[Rows from a pointing dataset]
■ ■ ■ ■ ■

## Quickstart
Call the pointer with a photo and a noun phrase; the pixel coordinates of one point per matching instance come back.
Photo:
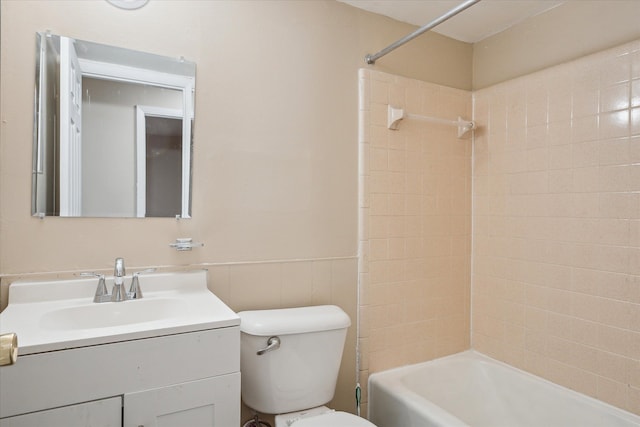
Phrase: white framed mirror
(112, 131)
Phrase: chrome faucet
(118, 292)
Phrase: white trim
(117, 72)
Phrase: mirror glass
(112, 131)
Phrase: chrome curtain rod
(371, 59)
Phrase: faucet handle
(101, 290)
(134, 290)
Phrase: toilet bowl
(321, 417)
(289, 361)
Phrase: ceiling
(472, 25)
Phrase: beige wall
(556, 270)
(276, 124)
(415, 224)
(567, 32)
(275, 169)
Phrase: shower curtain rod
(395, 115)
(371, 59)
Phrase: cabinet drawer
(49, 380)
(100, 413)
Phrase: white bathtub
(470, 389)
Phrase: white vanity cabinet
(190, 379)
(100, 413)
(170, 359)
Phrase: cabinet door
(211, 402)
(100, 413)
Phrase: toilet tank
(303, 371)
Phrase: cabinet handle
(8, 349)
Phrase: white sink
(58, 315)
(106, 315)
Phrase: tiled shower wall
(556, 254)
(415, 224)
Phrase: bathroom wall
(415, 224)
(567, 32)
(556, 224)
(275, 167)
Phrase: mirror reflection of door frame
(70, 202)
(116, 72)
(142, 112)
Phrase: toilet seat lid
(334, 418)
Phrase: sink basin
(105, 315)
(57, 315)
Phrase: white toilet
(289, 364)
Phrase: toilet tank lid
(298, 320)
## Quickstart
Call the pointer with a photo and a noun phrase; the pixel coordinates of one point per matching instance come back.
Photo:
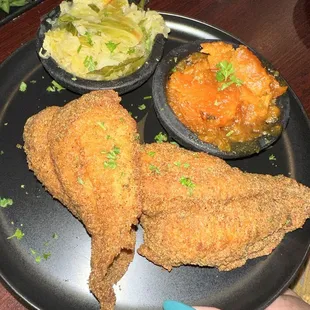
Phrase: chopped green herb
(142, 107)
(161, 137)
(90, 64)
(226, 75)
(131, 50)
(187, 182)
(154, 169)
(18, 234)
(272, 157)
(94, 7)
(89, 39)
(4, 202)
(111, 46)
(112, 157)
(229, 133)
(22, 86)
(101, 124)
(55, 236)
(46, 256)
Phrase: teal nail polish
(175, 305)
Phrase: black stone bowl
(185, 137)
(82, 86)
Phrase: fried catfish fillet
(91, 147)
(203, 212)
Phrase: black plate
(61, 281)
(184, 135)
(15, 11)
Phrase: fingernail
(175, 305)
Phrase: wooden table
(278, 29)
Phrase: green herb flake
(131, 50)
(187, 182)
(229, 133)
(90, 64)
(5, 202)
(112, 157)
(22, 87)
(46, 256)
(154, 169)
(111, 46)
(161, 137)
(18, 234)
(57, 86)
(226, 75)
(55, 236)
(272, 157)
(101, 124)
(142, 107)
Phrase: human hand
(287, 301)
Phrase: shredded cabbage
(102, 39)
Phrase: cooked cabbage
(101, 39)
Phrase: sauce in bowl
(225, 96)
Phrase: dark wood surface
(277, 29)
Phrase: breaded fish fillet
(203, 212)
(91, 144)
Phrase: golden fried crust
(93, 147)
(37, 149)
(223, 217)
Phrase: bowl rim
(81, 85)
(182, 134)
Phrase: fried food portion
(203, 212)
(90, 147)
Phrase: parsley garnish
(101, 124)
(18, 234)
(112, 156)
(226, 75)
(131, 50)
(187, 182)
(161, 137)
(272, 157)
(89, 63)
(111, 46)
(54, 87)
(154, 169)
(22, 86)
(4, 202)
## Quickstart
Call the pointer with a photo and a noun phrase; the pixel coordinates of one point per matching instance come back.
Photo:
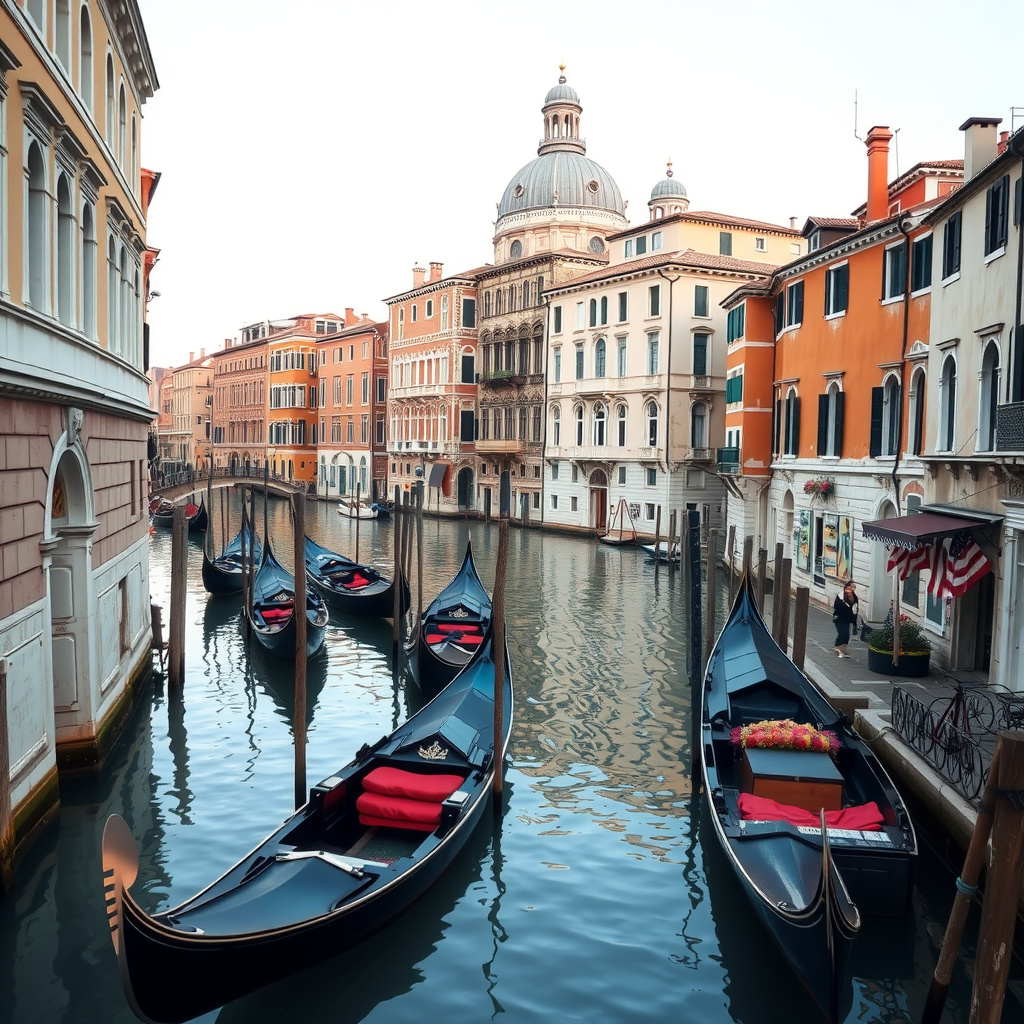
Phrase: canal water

■ ■ ■ ■ ■

WHAT TO WORK ON:
Copy out the whole listing exactly, and don't carry over any pictures.

RESPONSE TO THIS EXERCISE:
## Quickstart
Call the pointer with a photo and a noun phrase; the pixel coordinates of one point per matching instance come back.
Photo:
Phrase: white framed mirror
(112, 131)
Phrase: chrome faucet
(118, 292)
Phrase: white trim
(117, 72)
Phrase: mirror glass
(112, 131)
Phrase: chrome curtain rod
(371, 59)
Phrase: faucet handle
(101, 290)
(134, 290)
Phrase: toilet bowl
(321, 417)
(289, 361)
Phrase: ceiling
(472, 25)
Phrase: beige wall
(556, 270)
(276, 124)
(415, 224)
(567, 32)
(275, 169)
Phrase: shower curtain rod
(395, 115)
(371, 59)
Phrase: cabinet drawer
(49, 380)
(100, 413)
Phrase: white bathtub
(470, 389)
Phrase: white vanity cabinet
(190, 379)
(100, 413)
(170, 359)
Phrase: cabinet door
(211, 402)
(100, 413)
Phrase: toilet tank
(303, 371)
Phrase: cabinet handle
(8, 349)
Phrase: white sink
(58, 315)
(106, 315)
Phrase: tiled shower wall
(556, 254)
(415, 224)
Phrase: bathroom wall
(415, 224)
(567, 32)
(556, 224)
(275, 167)
Phrase: mirror reflection of door frame
(70, 202)
(116, 72)
(142, 112)
Phrase: toilet seat lid
(334, 418)
Phrase: sink basin
(105, 315)
(57, 315)
Phrase: white toilet
(289, 364)
Phrase: toilet tank lid
(298, 320)
## Quickstart
Call the pointer with a photo and a noun phrase; the pixel coordinates of one point per matching instance come back.
Photo:
Phrase: chopped green herb
(142, 107)
(161, 137)
(90, 64)
(226, 75)
(131, 50)
(187, 182)
(154, 169)
(18, 234)
(272, 157)
(94, 7)
(89, 39)
(4, 202)
(111, 46)
(112, 157)
(229, 133)
(22, 86)
(101, 124)
(55, 236)
(46, 256)
Phrase: teal nail polish
(175, 305)
Phrase: black stone bowl
(185, 137)
(82, 86)
Phrase: fried catfish fillet
(91, 147)
(203, 212)
Phrase: black plate
(61, 281)
(184, 135)
(15, 11)
Phrase: fingernail
(175, 305)
Phrase: wooden table
(278, 29)
Phrase: green herb flake
(131, 50)
(187, 182)
(229, 133)
(90, 64)
(5, 202)
(112, 157)
(22, 87)
(46, 256)
(154, 169)
(111, 46)
(161, 137)
(18, 234)
(57, 86)
(226, 75)
(55, 236)
(272, 157)
(101, 124)
(142, 107)
Phrase: human hand
(287, 301)
Phrase: shredded cabbage
(102, 39)
Phrase: cooked cabbage
(101, 39)
Phrase: sauce in bowl
(225, 96)
Phrase: dark wood surface
(277, 29)
Phrase: breaded fish fillet
(203, 212)
(91, 144)
Phrase: golden fried crust
(93, 147)
(37, 149)
(223, 217)
Phrase: bowl rim
(81, 85)
(182, 134)
Phrase: fried food portion
(203, 212)
(90, 147)
Phrase: parsley garnish
(101, 124)
(18, 234)
(112, 156)
(226, 75)
(131, 50)
(187, 182)
(161, 137)
(272, 157)
(89, 63)
(111, 46)
(54, 87)
(154, 169)
(22, 86)
(4, 202)
## Quickstart
Call the pointer with a photo and a noun phrase; the pixel coordinates of one point per matching instance come back.
Photo:
Phrase: canal water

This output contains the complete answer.